• OBJECTIF DE L'EXERCICE
Renvoyez à l'identique les lignes du listing, en partant de la ligne qui contient « of the marble » et en terminant à la dernière ligne du listing, ces deux lignes comprises.

──────── DONNÉES FOURNIES ────────

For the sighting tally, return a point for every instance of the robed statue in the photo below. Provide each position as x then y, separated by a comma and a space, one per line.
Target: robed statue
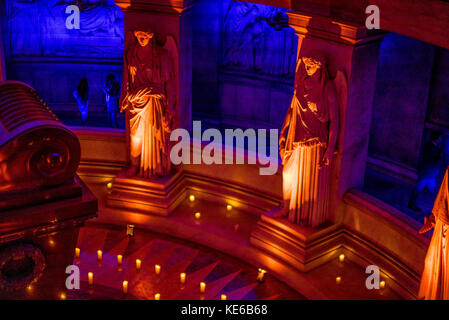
149, 98
435, 278
308, 140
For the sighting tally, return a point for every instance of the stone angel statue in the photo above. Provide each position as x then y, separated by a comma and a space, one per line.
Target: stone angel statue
435, 278
149, 98
308, 140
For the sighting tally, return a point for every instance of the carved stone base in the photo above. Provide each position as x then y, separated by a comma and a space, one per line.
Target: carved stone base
302, 247
156, 196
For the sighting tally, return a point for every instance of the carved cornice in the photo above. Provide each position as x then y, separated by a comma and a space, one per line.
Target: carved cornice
331, 29
161, 6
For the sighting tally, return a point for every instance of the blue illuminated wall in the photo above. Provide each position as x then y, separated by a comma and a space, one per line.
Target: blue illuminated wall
43, 52
244, 62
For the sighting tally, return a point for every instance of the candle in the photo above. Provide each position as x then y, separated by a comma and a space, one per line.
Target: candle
130, 230
183, 278
260, 275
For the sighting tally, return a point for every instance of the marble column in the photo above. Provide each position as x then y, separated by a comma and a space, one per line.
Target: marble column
355, 50
167, 17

────────

• RÉPONSE RÉDIGÉE
For the sighting tally, return a point for every instance of the marble column in the photo above. Provide each position as x then y, separated by a comma and a space, one per line.
Target: marble column
355, 50
167, 17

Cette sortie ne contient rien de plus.